◆ STORED DATA ◆
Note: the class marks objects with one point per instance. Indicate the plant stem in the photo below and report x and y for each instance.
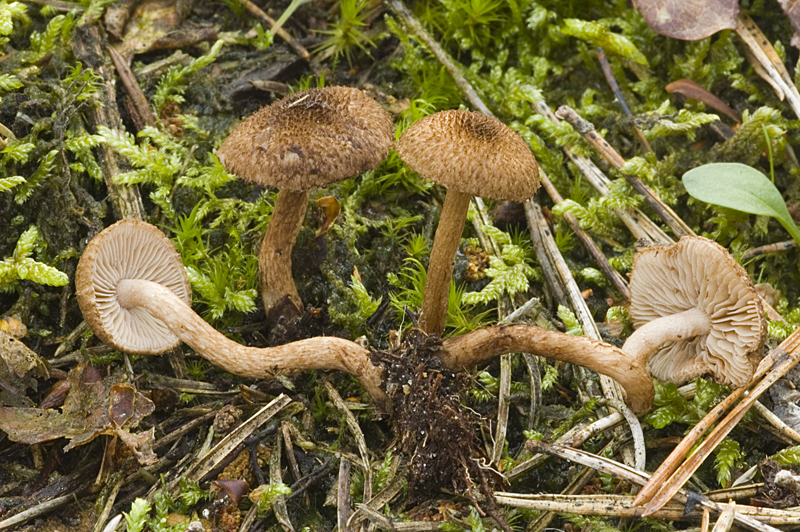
(440, 267)
(275, 257)
(254, 362)
(484, 344)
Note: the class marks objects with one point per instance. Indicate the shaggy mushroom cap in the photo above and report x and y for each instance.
(696, 274)
(310, 139)
(472, 153)
(129, 249)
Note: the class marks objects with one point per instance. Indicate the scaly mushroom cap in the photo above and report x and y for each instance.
(129, 249)
(697, 273)
(310, 139)
(471, 153)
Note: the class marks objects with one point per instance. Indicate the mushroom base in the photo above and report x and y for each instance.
(647, 339)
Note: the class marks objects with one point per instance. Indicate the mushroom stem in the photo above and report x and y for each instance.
(275, 258)
(253, 362)
(681, 326)
(484, 344)
(440, 265)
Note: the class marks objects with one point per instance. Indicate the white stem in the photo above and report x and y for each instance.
(254, 362)
(652, 335)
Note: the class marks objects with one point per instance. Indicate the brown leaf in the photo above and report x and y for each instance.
(19, 367)
(331, 209)
(121, 404)
(692, 90)
(141, 444)
(689, 20)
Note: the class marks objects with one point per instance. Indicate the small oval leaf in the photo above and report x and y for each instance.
(740, 187)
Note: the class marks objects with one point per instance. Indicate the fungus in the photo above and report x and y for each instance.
(696, 312)
(469, 153)
(484, 344)
(309, 139)
(135, 296)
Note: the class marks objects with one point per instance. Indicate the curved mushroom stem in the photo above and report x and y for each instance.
(275, 258)
(254, 362)
(440, 264)
(482, 345)
(652, 335)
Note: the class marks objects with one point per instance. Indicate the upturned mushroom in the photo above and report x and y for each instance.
(135, 296)
(470, 154)
(696, 312)
(308, 139)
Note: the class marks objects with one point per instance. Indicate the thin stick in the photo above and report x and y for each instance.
(769, 248)
(766, 56)
(276, 479)
(785, 357)
(640, 226)
(126, 199)
(355, 429)
(599, 257)
(744, 518)
(612, 82)
(132, 87)
(536, 219)
(621, 506)
(548, 269)
(586, 128)
(282, 33)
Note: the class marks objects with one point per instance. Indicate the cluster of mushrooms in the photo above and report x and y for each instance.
(695, 309)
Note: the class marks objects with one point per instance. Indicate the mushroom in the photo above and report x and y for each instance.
(696, 312)
(484, 344)
(308, 139)
(135, 296)
(469, 153)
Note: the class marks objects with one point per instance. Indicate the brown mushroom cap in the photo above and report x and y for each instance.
(129, 249)
(472, 153)
(697, 273)
(309, 139)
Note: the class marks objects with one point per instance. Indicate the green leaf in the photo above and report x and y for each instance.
(741, 188)
(137, 518)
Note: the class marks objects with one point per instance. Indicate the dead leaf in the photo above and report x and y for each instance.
(158, 24)
(692, 90)
(792, 10)
(90, 409)
(689, 20)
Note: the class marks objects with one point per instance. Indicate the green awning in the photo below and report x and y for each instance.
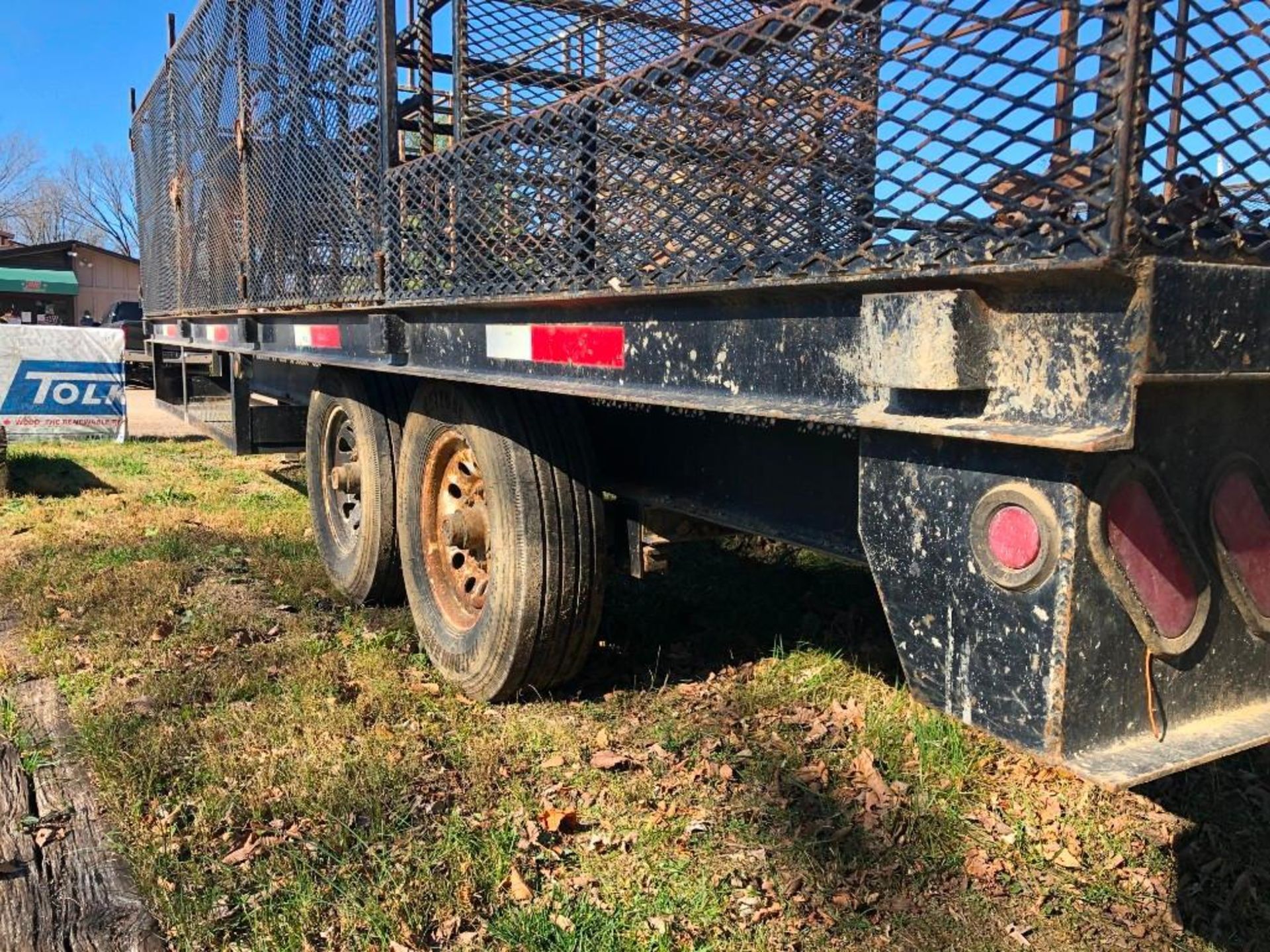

◆ GIVEN EXERCISE ◆
Can you reproduce all of the material above line for line, without changing a word, and leave out the pictures?

◆ EXERCISE OUTPUT ◆
Note: the class marks objects with one point per instance. Indicate the plant stem in the photo below and report x and y for each instance.
(440, 267)
(275, 257)
(254, 362)
(484, 344)
Note: the class marks objects with one point per instance. Indicate the shaggy mushroom cap in the photo above and report x and y for each instance.
(696, 274)
(310, 139)
(472, 153)
(129, 249)
Note: the class marks objects with one point per instance. Indicate the scaly mushroom cap in the photo above and report x and y for each instance.
(129, 249)
(697, 273)
(310, 139)
(471, 153)
Note: the class marks objects with one point per instance. Indicate the mushroom base in the photo above and report x and y for each instance.
(647, 339)
Note: the class marks objects with one point per instance. Indicate the mushroom stem in the photo above and report x and y for each instance.
(275, 258)
(253, 362)
(681, 326)
(484, 344)
(440, 265)
Note: the class marks objects with one point per instance. Indicate the white stem in the photo above and report x and y for each instance.
(254, 362)
(652, 335)
Note: the class marks objects with one point per instance. Indicate the brown leaf in the photo above and report x and y for each instance.
(19, 367)
(331, 209)
(121, 404)
(692, 90)
(141, 444)
(689, 20)
Note: the class marks objects with one point per instance. Indicate the small oval leaf in the photo above and report x and y for each instance.
(740, 187)
Note: the class marks objects with one point per instance. Indicate the fungus in the photo above and report x and y for each instance.
(696, 312)
(469, 153)
(484, 344)
(309, 139)
(135, 296)
Note: the class marks objects with one point per instance. Indicate the curved mushroom stem in the photo above and report x and y for each instance.
(275, 258)
(254, 362)
(440, 264)
(482, 345)
(652, 335)
Note: the class marks objects with one point per instance. Indicate the upturned mushroom in the photo above and report x and y for each instance.
(135, 296)
(470, 154)
(696, 312)
(308, 139)
Note: the class marks objects with one point per instance. Indicate the thin stick in the photo above and report x and y for each instance.
(769, 248)
(766, 56)
(276, 479)
(785, 357)
(640, 226)
(126, 199)
(355, 429)
(599, 257)
(744, 518)
(612, 82)
(132, 87)
(536, 219)
(621, 506)
(548, 269)
(586, 128)
(282, 33)
Note: the class marks objects with one point per instance. Indicate the cluster of mushrooms in the photo above and report x and y for each instance.
(695, 309)
Note: the class marks objects with one point per instance. Indicate the mushroom in the photo above and report x and y for each instance.
(696, 312)
(484, 344)
(308, 139)
(135, 296)
(469, 153)
Note: the class marks objects with one point per instance. Indicate the brown mushroom cap in the photo above and report x and y for each instance.
(129, 249)
(472, 153)
(697, 273)
(309, 139)
Note: the class marks objects with one point per instance. Indicate the green leaf in the photo above and report x and y for each instance.
(741, 188)
(137, 518)
Note: the class marks objects with one point per instance. Indicate the dead leaf in the photo above and report x and y for each instance.
(158, 24)
(692, 90)
(792, 10)
(90, 409)
(689, 20)
Note: the class marks objects with one point per instance. Indicate the green awning in the photo below and report x and y for each instance.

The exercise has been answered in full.